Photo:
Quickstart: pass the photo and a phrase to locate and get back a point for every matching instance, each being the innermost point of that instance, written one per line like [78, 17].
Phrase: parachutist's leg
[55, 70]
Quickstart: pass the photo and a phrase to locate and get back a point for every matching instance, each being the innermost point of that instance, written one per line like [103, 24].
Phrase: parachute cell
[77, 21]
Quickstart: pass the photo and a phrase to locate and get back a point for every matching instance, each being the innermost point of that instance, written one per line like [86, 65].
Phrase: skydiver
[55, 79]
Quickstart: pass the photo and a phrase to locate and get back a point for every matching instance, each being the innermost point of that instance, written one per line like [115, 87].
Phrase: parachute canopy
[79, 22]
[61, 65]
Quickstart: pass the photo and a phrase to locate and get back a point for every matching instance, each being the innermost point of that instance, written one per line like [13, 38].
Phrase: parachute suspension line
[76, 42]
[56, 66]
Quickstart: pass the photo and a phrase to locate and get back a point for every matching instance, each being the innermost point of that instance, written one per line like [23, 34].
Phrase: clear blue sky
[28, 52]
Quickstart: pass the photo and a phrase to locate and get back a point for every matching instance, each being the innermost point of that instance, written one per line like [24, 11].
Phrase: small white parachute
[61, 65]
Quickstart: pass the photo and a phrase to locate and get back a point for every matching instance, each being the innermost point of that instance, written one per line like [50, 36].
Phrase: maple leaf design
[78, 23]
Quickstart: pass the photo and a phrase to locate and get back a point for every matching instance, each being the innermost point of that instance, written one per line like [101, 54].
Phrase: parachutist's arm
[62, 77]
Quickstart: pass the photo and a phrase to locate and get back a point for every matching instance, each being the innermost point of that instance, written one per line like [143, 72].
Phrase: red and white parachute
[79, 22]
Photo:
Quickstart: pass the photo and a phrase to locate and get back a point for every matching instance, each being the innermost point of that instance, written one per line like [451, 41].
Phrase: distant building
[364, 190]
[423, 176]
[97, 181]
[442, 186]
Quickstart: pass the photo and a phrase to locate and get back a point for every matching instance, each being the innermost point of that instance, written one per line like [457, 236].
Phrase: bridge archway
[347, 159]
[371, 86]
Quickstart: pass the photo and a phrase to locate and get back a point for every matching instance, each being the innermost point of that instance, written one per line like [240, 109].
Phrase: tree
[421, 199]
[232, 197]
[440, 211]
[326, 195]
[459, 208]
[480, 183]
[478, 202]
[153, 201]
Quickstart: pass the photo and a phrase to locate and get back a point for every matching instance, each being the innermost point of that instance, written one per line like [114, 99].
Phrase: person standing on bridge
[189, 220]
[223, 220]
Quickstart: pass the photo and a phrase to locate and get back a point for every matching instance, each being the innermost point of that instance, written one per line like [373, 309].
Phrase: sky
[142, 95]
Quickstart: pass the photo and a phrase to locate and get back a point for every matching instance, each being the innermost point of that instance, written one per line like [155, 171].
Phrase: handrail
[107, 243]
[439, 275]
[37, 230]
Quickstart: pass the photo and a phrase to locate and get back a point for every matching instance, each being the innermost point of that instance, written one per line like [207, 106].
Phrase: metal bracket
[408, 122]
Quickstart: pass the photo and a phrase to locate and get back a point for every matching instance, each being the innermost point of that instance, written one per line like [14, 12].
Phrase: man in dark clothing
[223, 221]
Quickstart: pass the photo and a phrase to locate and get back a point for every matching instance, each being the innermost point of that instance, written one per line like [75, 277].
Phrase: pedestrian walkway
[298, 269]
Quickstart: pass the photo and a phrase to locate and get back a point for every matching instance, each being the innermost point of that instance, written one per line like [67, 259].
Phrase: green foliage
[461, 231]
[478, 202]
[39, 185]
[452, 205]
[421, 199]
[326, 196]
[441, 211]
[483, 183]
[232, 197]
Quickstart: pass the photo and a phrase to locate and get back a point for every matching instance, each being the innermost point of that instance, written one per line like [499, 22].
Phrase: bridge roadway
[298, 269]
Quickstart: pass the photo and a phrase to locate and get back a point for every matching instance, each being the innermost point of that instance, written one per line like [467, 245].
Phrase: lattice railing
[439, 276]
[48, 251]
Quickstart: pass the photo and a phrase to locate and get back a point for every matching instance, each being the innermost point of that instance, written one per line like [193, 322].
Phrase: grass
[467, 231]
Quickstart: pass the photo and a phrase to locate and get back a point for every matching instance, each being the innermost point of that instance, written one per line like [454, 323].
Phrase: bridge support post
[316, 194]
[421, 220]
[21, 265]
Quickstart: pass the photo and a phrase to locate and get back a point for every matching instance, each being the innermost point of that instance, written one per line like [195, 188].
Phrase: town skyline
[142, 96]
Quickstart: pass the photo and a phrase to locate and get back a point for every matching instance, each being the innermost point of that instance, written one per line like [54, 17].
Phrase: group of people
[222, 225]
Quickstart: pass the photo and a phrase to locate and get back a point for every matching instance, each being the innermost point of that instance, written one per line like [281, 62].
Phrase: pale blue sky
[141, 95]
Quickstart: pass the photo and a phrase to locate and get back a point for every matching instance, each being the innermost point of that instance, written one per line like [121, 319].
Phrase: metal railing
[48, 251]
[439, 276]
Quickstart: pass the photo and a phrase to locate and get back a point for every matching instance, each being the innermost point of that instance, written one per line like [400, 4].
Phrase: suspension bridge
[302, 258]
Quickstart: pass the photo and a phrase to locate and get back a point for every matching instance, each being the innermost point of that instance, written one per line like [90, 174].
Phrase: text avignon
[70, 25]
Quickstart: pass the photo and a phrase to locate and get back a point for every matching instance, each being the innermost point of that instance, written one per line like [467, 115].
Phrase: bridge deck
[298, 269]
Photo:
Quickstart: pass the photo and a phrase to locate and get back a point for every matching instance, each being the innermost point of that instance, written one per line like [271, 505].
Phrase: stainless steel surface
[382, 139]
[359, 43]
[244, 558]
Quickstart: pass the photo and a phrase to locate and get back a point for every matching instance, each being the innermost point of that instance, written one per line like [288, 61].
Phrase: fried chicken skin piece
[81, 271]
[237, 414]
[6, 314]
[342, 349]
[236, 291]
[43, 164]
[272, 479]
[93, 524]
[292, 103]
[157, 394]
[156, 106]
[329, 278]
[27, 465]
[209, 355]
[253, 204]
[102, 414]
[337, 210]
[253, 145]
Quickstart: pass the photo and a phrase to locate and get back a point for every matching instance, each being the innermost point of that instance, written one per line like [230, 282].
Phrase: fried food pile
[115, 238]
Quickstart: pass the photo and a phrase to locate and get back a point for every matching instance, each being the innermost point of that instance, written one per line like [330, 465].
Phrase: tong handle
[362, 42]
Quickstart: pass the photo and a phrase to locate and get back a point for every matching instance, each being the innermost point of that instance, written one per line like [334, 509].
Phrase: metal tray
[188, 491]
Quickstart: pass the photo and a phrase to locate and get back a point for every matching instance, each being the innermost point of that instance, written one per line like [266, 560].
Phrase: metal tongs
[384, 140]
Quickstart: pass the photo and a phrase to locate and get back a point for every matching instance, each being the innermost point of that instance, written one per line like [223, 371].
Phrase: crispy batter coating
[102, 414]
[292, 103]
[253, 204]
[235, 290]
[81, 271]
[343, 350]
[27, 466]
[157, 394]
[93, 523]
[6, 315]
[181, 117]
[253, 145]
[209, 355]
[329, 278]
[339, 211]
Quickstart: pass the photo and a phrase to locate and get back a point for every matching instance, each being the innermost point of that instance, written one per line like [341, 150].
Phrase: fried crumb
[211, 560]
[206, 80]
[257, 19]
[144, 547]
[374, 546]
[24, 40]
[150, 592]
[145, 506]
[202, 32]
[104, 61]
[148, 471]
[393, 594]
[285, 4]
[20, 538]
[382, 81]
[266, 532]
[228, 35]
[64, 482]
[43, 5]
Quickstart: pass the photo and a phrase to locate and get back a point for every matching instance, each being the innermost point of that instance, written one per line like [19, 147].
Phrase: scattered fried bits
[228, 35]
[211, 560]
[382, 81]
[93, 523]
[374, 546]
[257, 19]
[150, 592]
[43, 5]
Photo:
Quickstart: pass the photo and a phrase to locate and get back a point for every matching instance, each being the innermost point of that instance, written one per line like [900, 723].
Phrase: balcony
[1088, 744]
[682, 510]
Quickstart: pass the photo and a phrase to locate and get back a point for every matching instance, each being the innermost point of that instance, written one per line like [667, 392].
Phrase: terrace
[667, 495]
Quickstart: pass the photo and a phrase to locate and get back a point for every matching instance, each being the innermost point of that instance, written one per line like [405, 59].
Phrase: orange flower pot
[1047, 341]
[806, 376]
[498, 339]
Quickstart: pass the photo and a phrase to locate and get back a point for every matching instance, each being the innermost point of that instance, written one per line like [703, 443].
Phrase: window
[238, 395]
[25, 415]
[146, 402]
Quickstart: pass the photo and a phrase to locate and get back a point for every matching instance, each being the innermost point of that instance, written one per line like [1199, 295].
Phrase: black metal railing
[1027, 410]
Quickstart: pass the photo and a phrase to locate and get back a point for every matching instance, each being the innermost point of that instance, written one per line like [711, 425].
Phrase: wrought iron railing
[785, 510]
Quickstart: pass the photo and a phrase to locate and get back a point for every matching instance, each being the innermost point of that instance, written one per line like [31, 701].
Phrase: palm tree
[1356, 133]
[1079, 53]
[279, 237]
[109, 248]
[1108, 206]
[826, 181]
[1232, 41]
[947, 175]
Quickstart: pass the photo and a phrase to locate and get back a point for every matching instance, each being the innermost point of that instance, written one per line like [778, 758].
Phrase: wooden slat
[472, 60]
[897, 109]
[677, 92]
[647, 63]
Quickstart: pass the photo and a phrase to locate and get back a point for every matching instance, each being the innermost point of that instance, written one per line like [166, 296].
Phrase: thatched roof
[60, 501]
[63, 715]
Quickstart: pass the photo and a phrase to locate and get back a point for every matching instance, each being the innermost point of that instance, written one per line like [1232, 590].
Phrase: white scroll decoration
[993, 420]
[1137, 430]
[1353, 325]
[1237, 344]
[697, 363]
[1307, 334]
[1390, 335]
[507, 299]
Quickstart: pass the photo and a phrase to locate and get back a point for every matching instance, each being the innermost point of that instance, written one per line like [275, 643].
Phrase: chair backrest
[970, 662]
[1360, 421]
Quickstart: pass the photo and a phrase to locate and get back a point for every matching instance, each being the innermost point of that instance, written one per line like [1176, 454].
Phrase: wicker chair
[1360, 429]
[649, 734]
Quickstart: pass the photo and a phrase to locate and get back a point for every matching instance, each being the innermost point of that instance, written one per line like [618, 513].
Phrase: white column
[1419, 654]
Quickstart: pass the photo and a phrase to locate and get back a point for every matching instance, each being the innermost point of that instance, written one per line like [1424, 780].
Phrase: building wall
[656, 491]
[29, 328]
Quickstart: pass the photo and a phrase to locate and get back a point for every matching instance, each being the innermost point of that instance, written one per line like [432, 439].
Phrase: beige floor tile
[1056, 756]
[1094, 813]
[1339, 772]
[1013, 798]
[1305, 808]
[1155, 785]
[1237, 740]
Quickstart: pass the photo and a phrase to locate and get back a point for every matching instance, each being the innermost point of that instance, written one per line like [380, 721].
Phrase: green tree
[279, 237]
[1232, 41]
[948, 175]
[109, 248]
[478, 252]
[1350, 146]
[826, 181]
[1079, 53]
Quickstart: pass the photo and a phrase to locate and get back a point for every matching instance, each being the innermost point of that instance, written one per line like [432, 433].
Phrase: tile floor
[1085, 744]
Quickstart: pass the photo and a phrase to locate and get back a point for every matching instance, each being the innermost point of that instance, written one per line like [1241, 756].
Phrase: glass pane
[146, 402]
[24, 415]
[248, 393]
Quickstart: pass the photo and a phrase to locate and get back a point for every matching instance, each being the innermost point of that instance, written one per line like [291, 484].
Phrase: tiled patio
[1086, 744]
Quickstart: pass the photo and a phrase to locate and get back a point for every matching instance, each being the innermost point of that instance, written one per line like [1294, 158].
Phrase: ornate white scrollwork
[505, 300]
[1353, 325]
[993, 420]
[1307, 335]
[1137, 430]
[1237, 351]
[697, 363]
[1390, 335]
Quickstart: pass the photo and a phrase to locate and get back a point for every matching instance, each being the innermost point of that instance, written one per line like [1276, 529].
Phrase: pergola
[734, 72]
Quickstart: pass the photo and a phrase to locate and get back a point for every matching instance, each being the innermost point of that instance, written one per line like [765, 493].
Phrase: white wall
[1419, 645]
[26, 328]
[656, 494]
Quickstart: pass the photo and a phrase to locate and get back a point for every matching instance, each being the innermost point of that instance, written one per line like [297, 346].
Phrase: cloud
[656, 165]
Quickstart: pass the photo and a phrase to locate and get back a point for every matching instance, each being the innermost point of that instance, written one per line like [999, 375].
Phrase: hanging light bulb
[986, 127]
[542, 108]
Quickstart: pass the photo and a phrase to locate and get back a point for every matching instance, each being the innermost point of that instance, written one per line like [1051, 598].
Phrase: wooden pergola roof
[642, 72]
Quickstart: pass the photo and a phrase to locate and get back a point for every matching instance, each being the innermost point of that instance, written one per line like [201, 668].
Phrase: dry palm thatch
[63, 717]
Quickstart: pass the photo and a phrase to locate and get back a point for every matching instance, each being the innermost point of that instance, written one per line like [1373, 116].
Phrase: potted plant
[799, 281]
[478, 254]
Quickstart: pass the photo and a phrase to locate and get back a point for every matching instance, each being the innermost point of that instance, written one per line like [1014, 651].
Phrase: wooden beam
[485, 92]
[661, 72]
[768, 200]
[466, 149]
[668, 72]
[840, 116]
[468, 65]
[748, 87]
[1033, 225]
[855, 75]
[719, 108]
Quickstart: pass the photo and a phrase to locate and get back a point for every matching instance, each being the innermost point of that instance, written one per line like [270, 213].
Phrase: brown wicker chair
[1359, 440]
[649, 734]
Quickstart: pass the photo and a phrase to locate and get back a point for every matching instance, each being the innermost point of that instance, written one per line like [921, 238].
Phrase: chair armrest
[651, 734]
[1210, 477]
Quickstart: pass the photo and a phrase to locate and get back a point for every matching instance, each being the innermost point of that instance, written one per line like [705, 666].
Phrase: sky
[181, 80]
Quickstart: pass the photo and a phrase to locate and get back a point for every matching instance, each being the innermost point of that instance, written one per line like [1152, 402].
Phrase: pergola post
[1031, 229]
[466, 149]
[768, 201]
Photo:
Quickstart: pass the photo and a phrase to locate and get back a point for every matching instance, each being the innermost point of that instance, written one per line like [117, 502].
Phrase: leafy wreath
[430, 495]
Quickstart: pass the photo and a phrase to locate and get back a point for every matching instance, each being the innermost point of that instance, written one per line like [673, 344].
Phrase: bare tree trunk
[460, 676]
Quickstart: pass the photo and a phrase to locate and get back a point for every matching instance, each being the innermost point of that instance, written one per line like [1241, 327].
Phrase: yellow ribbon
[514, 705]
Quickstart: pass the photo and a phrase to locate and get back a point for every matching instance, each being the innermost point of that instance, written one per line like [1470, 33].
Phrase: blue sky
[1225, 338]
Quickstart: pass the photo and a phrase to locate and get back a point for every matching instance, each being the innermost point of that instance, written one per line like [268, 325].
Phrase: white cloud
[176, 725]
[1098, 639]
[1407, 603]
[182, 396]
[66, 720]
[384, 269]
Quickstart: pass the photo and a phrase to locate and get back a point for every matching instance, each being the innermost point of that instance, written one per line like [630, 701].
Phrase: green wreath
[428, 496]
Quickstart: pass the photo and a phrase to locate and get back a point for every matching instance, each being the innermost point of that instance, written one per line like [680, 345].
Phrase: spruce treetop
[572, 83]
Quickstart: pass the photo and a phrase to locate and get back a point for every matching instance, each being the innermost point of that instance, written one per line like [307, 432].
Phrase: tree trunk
++++++++++++++++++++
* _WORK TO COMPLETE_
Starting with the line that contains "like [680, 345]." and going on through the final line, write every line out again, requests included, and offset each answer point by adding 12 to both of its coordinates.

* _RESPONSE TO THIS EXERCISE_
Quickstart: pass the photo and a phrase to locate and get back a point for every matching instance, each being the innermost point of that instance, written one per line like [680, 345].
Phrase: spruce treetop
[584, 95]
Quickstart: pass the photo and a phrase to locate and get back a point for every matching instance, each being the innermost point of that instance, written one per line like [307, 432].
Phrase: tree trunk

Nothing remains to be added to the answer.